### Your task
Word for word, the listing below should be printed again.

### Data
----------

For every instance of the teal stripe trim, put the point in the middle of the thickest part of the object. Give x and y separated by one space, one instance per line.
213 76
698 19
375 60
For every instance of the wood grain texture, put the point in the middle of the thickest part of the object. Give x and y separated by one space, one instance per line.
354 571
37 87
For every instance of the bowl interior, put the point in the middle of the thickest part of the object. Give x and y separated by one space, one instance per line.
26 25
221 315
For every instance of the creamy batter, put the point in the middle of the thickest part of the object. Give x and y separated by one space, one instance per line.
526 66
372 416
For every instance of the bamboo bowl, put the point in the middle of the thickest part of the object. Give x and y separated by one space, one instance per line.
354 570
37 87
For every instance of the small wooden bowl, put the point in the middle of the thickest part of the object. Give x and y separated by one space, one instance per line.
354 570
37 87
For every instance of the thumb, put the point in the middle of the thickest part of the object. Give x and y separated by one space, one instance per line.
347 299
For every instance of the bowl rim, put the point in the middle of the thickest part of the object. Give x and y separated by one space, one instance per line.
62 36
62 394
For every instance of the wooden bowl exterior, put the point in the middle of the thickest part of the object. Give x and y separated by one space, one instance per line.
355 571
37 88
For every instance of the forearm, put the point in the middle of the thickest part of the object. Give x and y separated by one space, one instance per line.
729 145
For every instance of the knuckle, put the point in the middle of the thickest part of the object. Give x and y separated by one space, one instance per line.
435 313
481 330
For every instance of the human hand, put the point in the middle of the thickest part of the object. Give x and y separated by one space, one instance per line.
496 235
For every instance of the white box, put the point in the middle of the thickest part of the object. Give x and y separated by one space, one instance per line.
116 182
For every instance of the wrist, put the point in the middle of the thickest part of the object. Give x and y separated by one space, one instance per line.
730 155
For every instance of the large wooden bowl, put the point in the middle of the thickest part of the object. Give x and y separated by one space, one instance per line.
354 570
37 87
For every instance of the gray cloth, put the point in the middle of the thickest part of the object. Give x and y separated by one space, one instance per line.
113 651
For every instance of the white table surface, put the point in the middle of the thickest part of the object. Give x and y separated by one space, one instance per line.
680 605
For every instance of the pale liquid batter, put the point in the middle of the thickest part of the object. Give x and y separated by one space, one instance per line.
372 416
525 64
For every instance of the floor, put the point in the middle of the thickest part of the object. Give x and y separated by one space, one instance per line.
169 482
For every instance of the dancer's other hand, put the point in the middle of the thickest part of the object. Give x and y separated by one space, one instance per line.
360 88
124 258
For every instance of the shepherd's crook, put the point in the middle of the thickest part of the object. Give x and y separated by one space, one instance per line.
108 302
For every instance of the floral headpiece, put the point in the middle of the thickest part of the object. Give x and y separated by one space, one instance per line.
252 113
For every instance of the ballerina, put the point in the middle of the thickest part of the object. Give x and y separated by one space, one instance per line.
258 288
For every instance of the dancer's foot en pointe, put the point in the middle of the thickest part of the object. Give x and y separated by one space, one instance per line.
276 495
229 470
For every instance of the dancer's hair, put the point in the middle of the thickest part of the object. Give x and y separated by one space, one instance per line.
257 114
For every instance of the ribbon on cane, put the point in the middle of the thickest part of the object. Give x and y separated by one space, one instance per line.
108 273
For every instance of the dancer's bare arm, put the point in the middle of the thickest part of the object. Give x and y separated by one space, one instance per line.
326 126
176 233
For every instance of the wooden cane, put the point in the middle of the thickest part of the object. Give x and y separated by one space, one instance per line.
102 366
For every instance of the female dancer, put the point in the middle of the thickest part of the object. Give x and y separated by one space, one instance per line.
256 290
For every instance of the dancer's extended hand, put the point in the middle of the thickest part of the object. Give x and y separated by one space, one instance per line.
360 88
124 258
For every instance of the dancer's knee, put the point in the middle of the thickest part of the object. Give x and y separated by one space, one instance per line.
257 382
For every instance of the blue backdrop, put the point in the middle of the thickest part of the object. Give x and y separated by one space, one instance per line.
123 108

----------

### Expected answer
For every instance of the teal stripe trim, put the point in the middle of the thickest part of the object. Give x and y separated by one space, one instance per line.
213 76
698 19
375 60
For every instance of the wood grain texture, put the point in the middle of the thickest part of the object. Give x and y separated by one space, one instance per line.
354 571
37 87
For every instance of the bowl interior, put the point in the middle of the thickest part of the object. Give x and y separated by one space, one instance per line.
26 25
221 315
For every instance of the creamy batter, put the point in the middle of the thickest part of the object. Give x and y separated by one space, one instance per line.
526 66
372 416
For every instance of the bamboo bowl, put the point in the middle of the thickest part of the object. Give x and y separated by one space, one instance per line.
354 570
37 87
For every instance of the small wooden bowl, put the point in the middle of the thickest part of the object. Give x and y separated by one space, one instance per line.
354 570
37 87
For every instance of the thumb, put the point in the middle of the thickest part of the object. Give x and y separated by one space, one instance per line.
347 299
For every instance of the bowl rim, put the point in the middle of the thickest part of the object. Give x and y separated by one space, one instance per line.
62 36
62 394
For every instance of the wooden bowl exterior, put the point in the middle of the thickest part of the object. Give x and y separated by one space, one instance per line.
355 571
37 88
For every instance of the forearm, put the point in the middle of the thickest part of the object. Give x and y separated by one space, one instance per line.
729 145
For every instance of the knuckle, put the point in the middle of the thickest part of the object. Give x and y separated by one space, one instance per line.
435 313
481 330
For every instance of the human hand, put the point in the middle of the thickest part of the object. Give x and y separated by one space, one instance per line.
496 235
For every instance of the white box, put the point in the middle of the thickest part of the object. Give x and y separated by one space, one instance per line.
116 182
For every instance of the wrist, put the point in the middle of the thickest part of the object. Give x and y separated by one space, one instance per line.
730 155
For every instance of the large wooden bowl, put the point in the middle of the thickest part of the object. Give x and y separated by one space, one instance per line.
354 570
37 87
For every instance of the gray cloth, put the point in the middle of the thickest part of the object. Give x and y separated by one space, one instance per line.
113 651
For every instance of the white table surface, put the point in the middle of the thickest part of the object. Give x and y separated by one space, one instance per line.
680 605
For every instance of the pale liquid batter, put the point in the middle of the thickest part of the object. Give x and y separated by one space, one instance per line.
372 416
525 64
For every instance of the floor, put the point in the middle of the thickest part of the object. Give x and y separated by one space, one instance per line.
169 482
For every instance of the dancer's other hand, put the point in the middle of the thickest part of the object. Give x and y separated by one space, one instance per line.
360 88
124 258
For every instance of the shepherd's crook, put the point in the middle of the thickest part of the object. Give x and y separated by one space, one instance per line.
108 302
For every instance of the floral headpiece, put the point in the middle of the thickest part of the object. Give x and y separated by one space, one instance per line.
252 113
For every instance of the ballerina, put the point in the middle of the thickest part of the object. Give x and y separated by one space, one instance per line.
258 288
For every instance of the dancer's foot en pointe, put the point in the middle of the thickest part of the object. Give x and y separated by one space, one instance per line.
276 495
229 470
For every instance of the dancer's hair, put the point in the middle of the thickest part of the object. Give x and y separated by one space, one instance per line.
257 114
For every instance of the ribbon on cane, put the point in the middle of the thickest part of the object. Give x and y separated by one space, one instance per line.
108 273
For every instance of the dancer's bare arm, put the point in the middle of the thickest part of the object. Give x and y separated by one space, one instance per line.
326 126
176 233
For every instance of the wooden cane, put the point in the middle of the thickest part of the object. Give x and y separated by one space, one instance per line.
102 366
For every instance of the female dancer, put the point in the middle of the thickest part of the object. Give x and y separated by one space, one instance per line.
256 290
For every instance of the dancer's extended hand, put the point in the middle of the thickest part of the object. Give x and y separated by one space, one instance per line.
360 88
124 258
For every instance of the dancer's knee, put the point in the middle of the thickest part of the object. Give x and y separated by one space, one instance per line.
257 382
For every instance of the blue backdrop, put the point in the middle of the thickest part of the object. Give x and y separated by one space, one instance per line.
123 108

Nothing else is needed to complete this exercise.